— START Text provided —

It was against this backdrop of violence, an economy in which three-quarters of Haitians lived on less than two dollars a day, and a country where hope had vanished, that Mr Aristide emerged in the Port-au-Prince slum of La Saline. Preaching a mix of political empowerment and liberation theology from his pulpit in Saint John Bosco's church, he gradually built up so much popular support that his opponents felt threatened enough to firebomb his chapel during mass, with the loss of 12 lives.
"In a dark corner of our little world I take up my pen to write to you," Aristide would later write to his supporters. "The light I set by my side to illuminate my task is a faint light but it will grow stronger as I write because it is the light of solidarity."
Aristide was elected with a landslide in a 1990 election, but his tenure did not last long. His opponents, covertly supported by the CIA, carried out a coup the following year. The exiled leader would be reinstalled by the Clinton administration and then re-elected for a second term in 2000.
He remained highly popular among the Creole-speaking poor, but his policies calling for higher wages and resisting demands to liberalise the economy continued to anger Haiti's elite as well as powerful elements in Washington.
Loans worth $500m were blocked, and when his enemies turned on him a second time no-one was prepared to help. Indeed, there is evidence the Bush administration prevented additional private security guards, contracted to Aristide's government, from reaching Haiti. When René Préval, Haiti's current president, was elected in 2006, he said there was nothing preventing Aristide from returning to Haiti, though it is likely that a tacit understanding between the US and Aristide's opponents in Port-au-Prince has kept him in South Africa.
Aristide was not unblemished. There is evidence, for instance, that during his second term his supporters resorted to violence to silence his opponents. Yet were he to be given the opportunity to place his hands once more on the tiller of his country's history, it is likely he would receive a hero's welcome among those currently suffering the most.
Kevin Pina, a US filmmaker who was in Port-au-Prince two weeks ago, said. "If he were to return, people would mobilise. Tens of thousands would mobilise like that. With just picks and shovels they would clean up the mess in just a month. They still love him that much."

— END Text provided —
— START Records shown —

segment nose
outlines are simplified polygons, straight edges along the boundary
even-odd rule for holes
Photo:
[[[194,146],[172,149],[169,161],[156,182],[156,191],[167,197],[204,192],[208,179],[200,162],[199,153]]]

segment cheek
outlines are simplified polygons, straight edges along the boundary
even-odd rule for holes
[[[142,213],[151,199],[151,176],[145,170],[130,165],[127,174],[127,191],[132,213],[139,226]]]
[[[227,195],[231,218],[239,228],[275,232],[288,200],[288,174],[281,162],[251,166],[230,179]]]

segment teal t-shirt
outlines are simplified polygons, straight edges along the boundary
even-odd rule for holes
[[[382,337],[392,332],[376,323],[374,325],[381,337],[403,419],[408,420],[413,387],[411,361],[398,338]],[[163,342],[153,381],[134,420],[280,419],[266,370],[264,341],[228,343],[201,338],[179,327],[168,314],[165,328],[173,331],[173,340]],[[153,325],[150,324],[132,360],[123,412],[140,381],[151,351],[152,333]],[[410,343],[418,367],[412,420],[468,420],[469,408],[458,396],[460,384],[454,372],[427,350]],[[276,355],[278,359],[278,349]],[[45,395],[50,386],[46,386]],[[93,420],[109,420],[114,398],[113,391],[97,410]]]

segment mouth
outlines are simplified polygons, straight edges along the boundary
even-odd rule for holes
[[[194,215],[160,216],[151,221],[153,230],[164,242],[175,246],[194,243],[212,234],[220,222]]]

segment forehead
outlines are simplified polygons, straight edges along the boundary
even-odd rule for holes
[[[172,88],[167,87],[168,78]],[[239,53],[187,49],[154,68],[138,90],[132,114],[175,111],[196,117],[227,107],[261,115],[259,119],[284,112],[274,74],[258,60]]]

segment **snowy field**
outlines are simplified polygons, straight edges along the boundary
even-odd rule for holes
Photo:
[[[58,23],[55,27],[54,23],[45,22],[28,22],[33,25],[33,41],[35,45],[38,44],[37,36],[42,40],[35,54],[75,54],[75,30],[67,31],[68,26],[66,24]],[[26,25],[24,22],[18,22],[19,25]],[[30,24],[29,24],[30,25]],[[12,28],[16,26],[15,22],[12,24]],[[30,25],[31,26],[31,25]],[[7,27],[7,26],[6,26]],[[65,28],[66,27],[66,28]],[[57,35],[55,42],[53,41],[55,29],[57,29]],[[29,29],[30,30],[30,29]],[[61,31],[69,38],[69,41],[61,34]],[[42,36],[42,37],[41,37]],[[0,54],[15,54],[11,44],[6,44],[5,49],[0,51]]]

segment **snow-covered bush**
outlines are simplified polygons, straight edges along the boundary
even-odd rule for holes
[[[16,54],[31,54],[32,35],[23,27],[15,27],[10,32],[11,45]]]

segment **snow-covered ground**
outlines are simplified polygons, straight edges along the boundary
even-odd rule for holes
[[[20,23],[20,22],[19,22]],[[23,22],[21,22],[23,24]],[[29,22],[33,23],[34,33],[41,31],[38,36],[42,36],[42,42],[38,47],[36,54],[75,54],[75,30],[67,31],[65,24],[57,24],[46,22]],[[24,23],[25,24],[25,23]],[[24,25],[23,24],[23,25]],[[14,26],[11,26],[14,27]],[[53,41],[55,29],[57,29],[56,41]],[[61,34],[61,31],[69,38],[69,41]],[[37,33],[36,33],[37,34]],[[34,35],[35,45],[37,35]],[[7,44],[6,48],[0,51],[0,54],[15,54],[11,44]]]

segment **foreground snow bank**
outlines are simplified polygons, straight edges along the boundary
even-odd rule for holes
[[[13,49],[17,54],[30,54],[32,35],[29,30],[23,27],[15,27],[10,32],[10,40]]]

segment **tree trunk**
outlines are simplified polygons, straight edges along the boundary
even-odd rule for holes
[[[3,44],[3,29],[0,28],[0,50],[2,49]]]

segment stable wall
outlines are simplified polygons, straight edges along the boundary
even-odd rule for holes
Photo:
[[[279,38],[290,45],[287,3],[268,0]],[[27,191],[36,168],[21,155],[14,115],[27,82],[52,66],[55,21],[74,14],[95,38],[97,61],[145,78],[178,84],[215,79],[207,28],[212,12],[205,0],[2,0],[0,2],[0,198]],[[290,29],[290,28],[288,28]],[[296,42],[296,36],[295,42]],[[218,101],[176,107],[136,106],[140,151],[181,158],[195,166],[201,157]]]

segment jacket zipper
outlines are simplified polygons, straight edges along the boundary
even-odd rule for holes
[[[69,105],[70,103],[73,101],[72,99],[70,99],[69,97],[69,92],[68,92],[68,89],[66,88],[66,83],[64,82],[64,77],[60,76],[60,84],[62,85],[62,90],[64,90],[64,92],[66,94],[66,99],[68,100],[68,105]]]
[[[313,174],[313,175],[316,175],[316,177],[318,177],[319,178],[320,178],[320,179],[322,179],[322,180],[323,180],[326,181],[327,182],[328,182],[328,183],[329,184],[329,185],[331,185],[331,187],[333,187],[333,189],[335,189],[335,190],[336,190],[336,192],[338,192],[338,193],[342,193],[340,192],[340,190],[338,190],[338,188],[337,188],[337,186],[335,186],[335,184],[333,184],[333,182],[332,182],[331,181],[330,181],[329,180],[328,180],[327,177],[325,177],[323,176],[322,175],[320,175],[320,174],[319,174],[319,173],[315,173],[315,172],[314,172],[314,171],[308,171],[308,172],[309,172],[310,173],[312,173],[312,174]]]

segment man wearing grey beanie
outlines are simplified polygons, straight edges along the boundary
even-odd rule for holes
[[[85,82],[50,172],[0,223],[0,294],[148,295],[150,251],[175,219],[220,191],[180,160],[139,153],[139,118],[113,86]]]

— END Records shown —

• Objectives:
• 1. Please reproduce the part of the passage on Aristide starting with "Loans worth $500m" and going on through "in South Africa.".
• 2. Decide whether each statement agrees with the passage on Aristide, answering yes or no and quoting the words that settle it: (a) The firebombing of Aristide's chapel killed 12 people. (b) Aristide was first elected in 1995. (c) Loans worth $500m were blocked.
These lines were taken from a different source than the passage on Aristide.

• Results of the exercise:
• 1.
Loans worth $500m were blocked, and when his enemies turned on him a second time no-one was prepared to help. Indeed, there is evidence the Bush administration prevented additional private security guards, contracted to Aristide's government, from reaching Haiti. When René Préval, Haiti's current president, was elected in 2006, he said there was nothing preventing Aristide from returning to Haiti, though it is likely that a tacit understanding between the US and Aristide's opponents in Port-au-Prince has kept him in South Africa.

• 2.
(a) Yes: "with the loss of 12 lives."
(b) No: "Aristide was elected with a landslide in a 1990 election"
(c) Yes: "Loans worth $500m were blocked"